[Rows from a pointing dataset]
################

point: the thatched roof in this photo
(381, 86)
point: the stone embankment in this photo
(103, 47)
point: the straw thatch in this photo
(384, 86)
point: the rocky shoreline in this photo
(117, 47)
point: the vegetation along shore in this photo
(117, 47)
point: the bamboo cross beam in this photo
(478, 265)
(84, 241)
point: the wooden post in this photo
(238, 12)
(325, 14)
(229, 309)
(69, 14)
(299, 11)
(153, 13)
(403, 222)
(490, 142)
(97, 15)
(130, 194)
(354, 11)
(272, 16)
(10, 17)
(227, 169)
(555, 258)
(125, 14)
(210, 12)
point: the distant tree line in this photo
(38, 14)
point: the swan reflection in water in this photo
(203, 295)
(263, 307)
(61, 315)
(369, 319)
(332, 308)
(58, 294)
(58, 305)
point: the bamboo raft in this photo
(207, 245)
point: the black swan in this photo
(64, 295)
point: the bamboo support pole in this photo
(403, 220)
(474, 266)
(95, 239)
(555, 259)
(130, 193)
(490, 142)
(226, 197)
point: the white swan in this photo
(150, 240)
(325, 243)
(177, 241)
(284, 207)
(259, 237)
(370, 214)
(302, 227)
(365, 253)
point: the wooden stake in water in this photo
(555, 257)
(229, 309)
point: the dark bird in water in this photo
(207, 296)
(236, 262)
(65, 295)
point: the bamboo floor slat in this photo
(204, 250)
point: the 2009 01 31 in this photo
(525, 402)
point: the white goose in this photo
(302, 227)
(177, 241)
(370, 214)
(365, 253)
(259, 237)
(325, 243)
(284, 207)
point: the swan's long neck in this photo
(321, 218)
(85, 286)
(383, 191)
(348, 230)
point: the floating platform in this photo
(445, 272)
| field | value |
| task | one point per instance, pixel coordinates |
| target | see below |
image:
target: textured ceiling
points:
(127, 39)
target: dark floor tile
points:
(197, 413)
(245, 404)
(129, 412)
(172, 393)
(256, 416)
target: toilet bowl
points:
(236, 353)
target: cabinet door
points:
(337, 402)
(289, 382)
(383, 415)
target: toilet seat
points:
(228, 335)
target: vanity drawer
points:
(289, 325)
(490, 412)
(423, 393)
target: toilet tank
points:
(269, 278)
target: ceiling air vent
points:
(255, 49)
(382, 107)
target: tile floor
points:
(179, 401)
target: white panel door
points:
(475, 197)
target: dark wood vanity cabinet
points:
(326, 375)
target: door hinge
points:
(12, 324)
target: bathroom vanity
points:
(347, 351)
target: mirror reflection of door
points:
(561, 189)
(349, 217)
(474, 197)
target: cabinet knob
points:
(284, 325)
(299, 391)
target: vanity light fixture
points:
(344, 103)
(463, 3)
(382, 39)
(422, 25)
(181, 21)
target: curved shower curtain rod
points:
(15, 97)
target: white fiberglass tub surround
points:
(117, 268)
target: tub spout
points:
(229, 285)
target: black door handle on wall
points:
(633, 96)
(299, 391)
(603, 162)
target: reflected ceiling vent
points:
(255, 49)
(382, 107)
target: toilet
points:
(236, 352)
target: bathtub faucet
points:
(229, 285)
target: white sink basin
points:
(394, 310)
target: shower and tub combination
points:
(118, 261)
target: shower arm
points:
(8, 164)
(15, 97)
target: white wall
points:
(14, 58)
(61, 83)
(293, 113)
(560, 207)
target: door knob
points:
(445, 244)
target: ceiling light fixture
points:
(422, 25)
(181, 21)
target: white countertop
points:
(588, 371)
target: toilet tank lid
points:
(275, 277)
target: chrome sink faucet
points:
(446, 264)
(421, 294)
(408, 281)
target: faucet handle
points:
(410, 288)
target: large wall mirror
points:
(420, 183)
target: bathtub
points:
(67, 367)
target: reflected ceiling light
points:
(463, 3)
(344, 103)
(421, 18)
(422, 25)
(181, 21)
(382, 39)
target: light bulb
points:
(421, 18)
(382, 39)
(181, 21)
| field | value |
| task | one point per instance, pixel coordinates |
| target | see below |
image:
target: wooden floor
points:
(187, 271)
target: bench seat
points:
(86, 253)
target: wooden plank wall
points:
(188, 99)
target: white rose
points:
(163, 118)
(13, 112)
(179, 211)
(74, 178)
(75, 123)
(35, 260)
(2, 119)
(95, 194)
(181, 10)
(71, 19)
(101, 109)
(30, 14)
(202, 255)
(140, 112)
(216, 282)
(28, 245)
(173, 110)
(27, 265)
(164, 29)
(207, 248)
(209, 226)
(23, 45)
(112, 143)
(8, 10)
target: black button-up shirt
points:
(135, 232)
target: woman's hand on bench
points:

################

Reproduce the entries above exactly.

point: the thatched roof in this photo
(381, 86)
point: the stone embankment in this photo
(103, 47)
point: the straw thatch in this photo
(384, 86)
point: the rocky shoreline in this photo
(117, 47)
point: the vegetation along shore in this photo
(117, 47)
point: the bamboo cross beam in this photo
(478, 265)
(84, 241)
point: the wooden post in this photo
(238, 12)
(325, 14)
(229, 309)
(69, 14)
(299, 11)
(153, 13)
(403, 222)
(490, 142)
(97, 15)
(130, 194)
(354, 11)
(272, 16)
(10, 17)
(227, 169)
(555, 258)
(125, 14)
(210, 12)
point: the distant tree line in this photo
(38, 14)
point: the swan reflection in water in this photo
(203, 295)
(263, 307)
(61, 315)
(369, 319)
(332, 308)
(58, 294)
(58, 305)
point: the bamboo raft in this photo
(207, 245)
point: the black swan in this photo
(64, 295)
point: the bamboo support pole in this photo
(403, 220)
(474, 266)
(95, 239)
(555, 259)
(130, 193)
(490, 142)
(226, 197)
point: the white swan in this photo
(150, 240)
(325, 243)
(177, 241)
(284, 207)
(259, 237)
(370, 214)
(302, 227)
(365, 253)
point: the wooden stake in water in this photo
(555, 257)
(229, 309)
point: the dark bird in water in this photo
(207, 296)
(236, 262)
(65, 295)
point: the bamboo floor slat in this photo
(204, 250)
point: the 2009 01 31 in this photo
(525, 402)
point: the white goose in this photo
(302, 227)
(177, 241)
(370, 214)
(365, 253)
(259, 237)
(325, 243)
(284, 207)
point: the swan's long neck in this photo
(321, 218)
(85, 286)
(383, 191)
(348, 230)
point: the floating platform in this photo
(445, 272)
| field | value |
| task | one point per instance, pixel coordinates |
| target | see below |
image:
target: textured ceiling
points:
(127, 39)
target: dark floor tile
points:
(197, 413)
(245, 404)
(129, 412)
(172, 393)
(256, 416)
target: toilet bowl
points:
(236, 353)
target: cabinet door
points:
(337, 402)
(289, 382)
(383, 415)
target: toilet seat
points:
(228, 335)
target: vanity drawer
points:
(289, 325)
(490, 412)
(423, 393)
target: toilet tank
points:
(269, 278)
target: ceiling air vent
points:
(255, 49)
(382, 107)
target: tile floor
points:
(179, 401)
target: white panel door
points:
(475, 197)
target: dark wood vanity cabinet
points:
(326, 375)
target: door hinge
points:
(12, 324)
target: bathroom vanity
points:
(347, 351)
target: mirror reflection of door
points:
(561, 189)
(349, 217)
(474, 197)
target: cabinet knob
points:
(284, 325)
(299, 391)
target: vanity light fixture
points:
(344, 103)
(463, 3)
(382, 39)
(422, 25)
(181, 21)
target: curved shower curtain rod
points:
(15, 97)
target: white fiberglass tub surround
points:
(117, 268)
target: tub spout
points:
(229, 285)
target: black door handle on wall
points:
(633, 96)
(299, 391)
(603, 162)
target: reflected ceiling vent
points:
(255, 49)
(382, 107)
target: toilet
points:
(236, 352)
target: bathtub faucet
points:
(229, 285)
target: white sink basin
points:
(394, 310)
target: shower and tub combination
points:
(118, 261)
target: shower arm
points:
(8, 164)
(15, 97)
target: white wall
points:
(14, 58)
(61, 83)
(293, 113)
(560, 207)
target: door knob
points:
(445, 244)
target: ceiling light fixture
points:
(422, 25)
(181, 21)
target: white countertop
points:
(588, 371)
target: toilet tank lid
points:
(275, 277)
target: chrome sink faucet
points:
(446, 264)
(421, 294)
(408, 281)
target: faucet handle
points:
(410, 288)
target: large wall mirror
points:
(420, 183)
target: bathtub
points:
(67, 367)
target: reflected ceiling light
points:
(463, 3)
(344, 103)
(421, 18)
(422, 25)
(181, 21)
(382, 39)
target: light bulb
points:
(421, 18)
(382, 39)
(181, 21)
| field | value |
| task | one point per instance, pixel coordinates |
| target | see below |
image:
target: wooden floor
points:
(187, 271)
target: bench seat
points:
(86, 253)
target: wooden plank wall
points:
(188, 99)
target: white rose
points:
(163, 118)
(13, 112)
(179, 211)
(74, 178)
(75, 123)
(35, 260)
(2, 119)
(95, 194)
(181, 10)
(71, 19)
(101, 109)
(30, 14)
(202, 255)
(140, 112)
(216, 282)
(28, 245)
(173, 110)
(27, 265)
(164, 29)
(207, 248)
(209, 226)
(23, 45)
(112, 143)
(8, 10)
target: black button-up shirt
points:
(135, 232)
target: woman's hand on bench
points:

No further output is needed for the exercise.